◆ **Exercise description**
Reproduce the lines running from the one containing "Scouting pass: put a marker on the green grass, one" down through the one containing "[(103, 145), (528, 152), (320, 195)]", both included, swapping "Scouting pass" for "Survey pass" throughout and leaving everything else unchanged.

------------------------------------------------------------

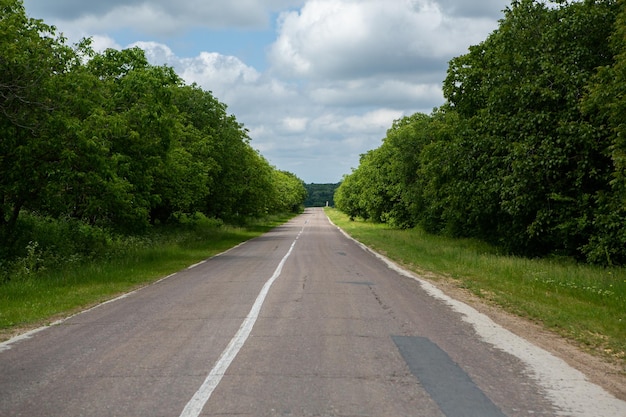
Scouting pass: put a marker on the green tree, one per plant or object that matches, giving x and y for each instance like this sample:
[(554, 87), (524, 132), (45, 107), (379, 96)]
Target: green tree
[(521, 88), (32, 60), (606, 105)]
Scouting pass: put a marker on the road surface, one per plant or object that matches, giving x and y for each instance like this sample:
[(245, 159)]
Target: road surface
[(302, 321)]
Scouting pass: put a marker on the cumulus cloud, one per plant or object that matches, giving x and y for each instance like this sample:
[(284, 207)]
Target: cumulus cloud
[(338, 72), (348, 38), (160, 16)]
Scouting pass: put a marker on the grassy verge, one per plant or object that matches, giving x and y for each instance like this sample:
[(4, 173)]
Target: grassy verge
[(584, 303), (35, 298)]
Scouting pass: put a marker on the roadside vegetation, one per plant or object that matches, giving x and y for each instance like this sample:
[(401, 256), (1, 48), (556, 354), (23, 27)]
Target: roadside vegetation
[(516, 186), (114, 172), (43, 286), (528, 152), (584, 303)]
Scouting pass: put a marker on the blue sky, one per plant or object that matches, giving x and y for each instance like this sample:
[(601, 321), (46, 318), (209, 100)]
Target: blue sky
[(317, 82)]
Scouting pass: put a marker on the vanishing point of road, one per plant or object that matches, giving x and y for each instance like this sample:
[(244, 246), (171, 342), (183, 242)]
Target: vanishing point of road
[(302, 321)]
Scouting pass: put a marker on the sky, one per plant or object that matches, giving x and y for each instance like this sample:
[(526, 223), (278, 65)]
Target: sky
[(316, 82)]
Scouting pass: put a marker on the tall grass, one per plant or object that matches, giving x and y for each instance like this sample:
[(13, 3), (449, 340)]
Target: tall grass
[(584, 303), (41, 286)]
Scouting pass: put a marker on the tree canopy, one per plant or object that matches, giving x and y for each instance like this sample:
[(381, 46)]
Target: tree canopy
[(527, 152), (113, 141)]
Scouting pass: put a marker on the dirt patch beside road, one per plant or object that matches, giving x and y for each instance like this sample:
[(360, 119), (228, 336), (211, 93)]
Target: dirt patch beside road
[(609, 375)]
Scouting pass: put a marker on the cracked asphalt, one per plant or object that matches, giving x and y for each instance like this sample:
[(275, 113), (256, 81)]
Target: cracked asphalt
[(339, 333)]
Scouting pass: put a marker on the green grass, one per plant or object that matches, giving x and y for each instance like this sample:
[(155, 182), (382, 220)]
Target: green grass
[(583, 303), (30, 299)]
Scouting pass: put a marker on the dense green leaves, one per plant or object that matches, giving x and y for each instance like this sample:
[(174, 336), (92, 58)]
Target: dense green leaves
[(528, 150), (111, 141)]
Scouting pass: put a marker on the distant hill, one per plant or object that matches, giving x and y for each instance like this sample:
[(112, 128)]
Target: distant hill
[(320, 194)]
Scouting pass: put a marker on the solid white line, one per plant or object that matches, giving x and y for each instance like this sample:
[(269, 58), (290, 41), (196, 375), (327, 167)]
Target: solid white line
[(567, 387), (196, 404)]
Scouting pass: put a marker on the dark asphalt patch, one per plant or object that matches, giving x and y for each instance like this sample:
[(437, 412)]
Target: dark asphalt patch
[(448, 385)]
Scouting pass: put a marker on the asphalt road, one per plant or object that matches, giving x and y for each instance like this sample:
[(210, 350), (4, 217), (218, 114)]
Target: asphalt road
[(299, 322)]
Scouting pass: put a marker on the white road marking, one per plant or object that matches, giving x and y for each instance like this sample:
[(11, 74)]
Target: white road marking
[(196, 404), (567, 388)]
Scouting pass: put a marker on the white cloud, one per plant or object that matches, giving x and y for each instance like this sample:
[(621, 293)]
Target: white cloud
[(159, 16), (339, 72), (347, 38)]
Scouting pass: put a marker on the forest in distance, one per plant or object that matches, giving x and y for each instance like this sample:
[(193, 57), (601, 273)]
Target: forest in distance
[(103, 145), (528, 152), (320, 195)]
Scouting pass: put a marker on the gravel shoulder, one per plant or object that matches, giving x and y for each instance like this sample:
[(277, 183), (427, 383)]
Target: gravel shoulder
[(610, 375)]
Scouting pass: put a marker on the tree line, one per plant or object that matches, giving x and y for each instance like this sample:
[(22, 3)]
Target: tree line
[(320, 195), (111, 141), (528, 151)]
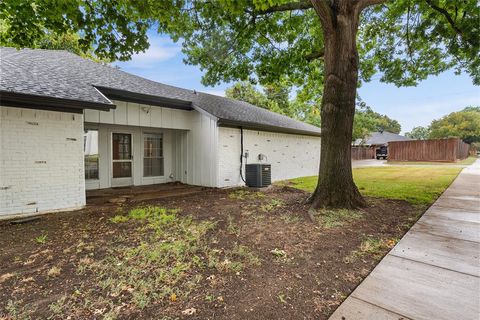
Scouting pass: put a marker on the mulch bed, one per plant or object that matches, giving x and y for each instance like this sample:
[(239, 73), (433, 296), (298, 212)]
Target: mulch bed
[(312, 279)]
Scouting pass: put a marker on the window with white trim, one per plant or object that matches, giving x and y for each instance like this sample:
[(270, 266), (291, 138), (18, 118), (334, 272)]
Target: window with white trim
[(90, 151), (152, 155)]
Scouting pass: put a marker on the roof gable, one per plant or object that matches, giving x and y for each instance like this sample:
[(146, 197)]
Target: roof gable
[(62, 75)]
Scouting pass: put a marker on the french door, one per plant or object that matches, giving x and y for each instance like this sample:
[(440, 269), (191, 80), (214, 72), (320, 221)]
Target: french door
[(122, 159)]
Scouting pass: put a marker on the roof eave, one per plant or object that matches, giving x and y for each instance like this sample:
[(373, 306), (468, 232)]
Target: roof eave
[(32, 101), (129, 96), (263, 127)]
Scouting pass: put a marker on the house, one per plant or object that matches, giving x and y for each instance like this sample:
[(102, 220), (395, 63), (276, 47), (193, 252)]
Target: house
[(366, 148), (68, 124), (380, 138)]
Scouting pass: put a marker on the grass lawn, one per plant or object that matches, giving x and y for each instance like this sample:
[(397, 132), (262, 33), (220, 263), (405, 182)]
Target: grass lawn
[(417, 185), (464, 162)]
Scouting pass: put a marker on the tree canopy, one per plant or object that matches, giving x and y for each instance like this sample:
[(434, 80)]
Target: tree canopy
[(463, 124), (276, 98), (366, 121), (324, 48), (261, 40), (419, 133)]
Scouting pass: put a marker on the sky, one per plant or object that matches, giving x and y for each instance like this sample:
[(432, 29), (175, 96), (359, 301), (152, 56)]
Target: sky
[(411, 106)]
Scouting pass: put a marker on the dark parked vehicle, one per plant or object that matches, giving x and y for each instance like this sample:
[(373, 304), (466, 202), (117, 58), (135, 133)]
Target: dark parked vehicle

------------------------------------------------------------

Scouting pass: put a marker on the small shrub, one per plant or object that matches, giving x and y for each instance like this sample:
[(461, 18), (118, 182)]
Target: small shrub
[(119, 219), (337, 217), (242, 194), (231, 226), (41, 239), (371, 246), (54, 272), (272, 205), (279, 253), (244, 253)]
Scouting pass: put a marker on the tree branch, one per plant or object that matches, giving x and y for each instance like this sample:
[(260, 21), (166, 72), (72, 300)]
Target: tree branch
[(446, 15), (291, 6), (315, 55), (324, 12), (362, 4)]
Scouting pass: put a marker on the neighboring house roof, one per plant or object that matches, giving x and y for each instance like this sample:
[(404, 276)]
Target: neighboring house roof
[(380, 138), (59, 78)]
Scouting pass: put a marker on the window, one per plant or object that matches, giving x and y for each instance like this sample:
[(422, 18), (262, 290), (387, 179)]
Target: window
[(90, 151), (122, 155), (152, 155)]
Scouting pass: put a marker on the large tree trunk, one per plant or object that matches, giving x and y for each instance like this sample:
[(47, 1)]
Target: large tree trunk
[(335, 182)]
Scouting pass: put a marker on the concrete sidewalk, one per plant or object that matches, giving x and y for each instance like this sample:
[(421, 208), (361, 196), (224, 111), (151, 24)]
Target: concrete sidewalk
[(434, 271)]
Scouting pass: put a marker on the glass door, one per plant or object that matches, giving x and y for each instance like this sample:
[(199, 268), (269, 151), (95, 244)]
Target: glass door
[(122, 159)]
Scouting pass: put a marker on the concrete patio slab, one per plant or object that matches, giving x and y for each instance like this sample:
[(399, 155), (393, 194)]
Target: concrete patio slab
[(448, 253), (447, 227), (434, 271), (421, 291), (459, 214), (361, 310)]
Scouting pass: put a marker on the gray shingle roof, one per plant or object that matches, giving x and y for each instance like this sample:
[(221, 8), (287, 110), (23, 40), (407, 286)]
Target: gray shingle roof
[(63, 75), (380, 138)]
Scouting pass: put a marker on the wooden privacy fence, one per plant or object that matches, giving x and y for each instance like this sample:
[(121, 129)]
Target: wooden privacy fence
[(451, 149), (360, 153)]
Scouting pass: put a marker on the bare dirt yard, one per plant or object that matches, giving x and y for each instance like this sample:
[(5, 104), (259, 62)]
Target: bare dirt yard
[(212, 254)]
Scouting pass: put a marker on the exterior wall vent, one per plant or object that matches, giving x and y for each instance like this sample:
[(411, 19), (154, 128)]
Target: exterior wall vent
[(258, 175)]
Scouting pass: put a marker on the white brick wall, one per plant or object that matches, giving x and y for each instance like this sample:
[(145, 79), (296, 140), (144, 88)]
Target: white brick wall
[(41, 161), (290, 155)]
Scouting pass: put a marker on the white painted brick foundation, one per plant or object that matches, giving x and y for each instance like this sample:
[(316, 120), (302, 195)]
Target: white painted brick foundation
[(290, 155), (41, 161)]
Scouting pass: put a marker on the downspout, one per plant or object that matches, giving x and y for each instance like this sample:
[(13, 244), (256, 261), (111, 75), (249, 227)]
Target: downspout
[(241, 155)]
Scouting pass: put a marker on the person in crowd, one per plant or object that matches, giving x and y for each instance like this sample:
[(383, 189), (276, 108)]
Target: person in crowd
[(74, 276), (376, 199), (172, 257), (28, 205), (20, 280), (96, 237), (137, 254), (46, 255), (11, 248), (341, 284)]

------------------------------------------------------------

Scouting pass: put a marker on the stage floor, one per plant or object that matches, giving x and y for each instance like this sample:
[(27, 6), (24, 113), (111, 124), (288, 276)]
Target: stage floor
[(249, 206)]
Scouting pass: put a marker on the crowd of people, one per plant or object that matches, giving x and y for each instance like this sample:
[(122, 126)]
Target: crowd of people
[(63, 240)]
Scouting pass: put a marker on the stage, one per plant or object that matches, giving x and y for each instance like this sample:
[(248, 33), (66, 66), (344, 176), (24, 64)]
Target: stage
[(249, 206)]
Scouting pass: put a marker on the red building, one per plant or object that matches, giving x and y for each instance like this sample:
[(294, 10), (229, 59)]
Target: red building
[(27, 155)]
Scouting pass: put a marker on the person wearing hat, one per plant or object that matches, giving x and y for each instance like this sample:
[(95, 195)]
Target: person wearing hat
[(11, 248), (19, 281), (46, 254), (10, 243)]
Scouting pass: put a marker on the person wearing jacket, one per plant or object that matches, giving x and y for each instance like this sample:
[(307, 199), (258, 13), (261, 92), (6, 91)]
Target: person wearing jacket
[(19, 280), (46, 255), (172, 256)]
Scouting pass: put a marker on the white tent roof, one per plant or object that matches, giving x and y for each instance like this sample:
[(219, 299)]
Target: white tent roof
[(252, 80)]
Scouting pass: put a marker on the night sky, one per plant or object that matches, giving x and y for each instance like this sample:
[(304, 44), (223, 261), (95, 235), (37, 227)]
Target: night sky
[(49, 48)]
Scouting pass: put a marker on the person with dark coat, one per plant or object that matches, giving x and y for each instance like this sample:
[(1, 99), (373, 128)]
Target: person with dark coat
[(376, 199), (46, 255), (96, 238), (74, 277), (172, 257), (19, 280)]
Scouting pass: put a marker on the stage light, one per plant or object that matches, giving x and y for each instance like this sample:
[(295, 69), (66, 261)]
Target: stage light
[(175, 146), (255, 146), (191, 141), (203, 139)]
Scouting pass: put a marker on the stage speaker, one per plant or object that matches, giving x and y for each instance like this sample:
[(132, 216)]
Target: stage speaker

------------------------------------------------------------

◆ **Response**
Survey pass: put a marker on the green grass, one per plant or object that matches, giving x and y for each instance like this sample:
[(155, 182), (382, 220)]
Target: green grass
[(583, 303), (30, 299)]
Survey pass: put a marker on the dense green leaves, one per plant or object that matches, giving x and y for each instance like this sample:
[(174, 336), (92, 58)]
Target: dense green leaves
[(528, 150), (111, 141)]
Survey pass: put a marker on the distant hill, one per plant or object that matches, giving x and y for each instance like this sample:
[(112, 128)]
Target: distant hill
[(320, 194)]
Survey pass: put a marker on the solid white line, one per plant or object that matches, giving x and y for each instance like this sample:
[(269, 58), (290, 41), (196, 375), (327, 167)]
Target: solid white line
[(567, 387), (196, 404)]
Survey pass: put a marker on the dark asphalt patch, one per plant or object that matches, giving x and y for each instance like this sample:
[(437, 412)]
Target: dark asphalt patch
[(448, 385)]
Survey pass: put a marker on the asphalt road, one per plant or object that matches, giving x and y for each instance like this sample:
[(210, 350), (4, 217), (218, 114)]
Target: asphalt road
[(299, 322)]
Survey pass: put a marker on the white road marking, one per plant or object that matches, giving x and y for each instance like this sample:
[(11, 74)]
Target: white road marking
[(196, 404), (567, 388)]
Survey pass: put a marker on the white cloud, one per plant or object that matches, giving x and y for each instance like this sample:
[(621, 293)]
Target: white cloud
[(159, 16), (339, 72), (347, 38)]
Survey pass: put a marker on the forest in distance, one per plant or object that matches, giving x and y for each instance like this sample:
[(193, 57), (601, 273)]
Target: forest in distance
[(103, 145), (528, 152), (320, 195)]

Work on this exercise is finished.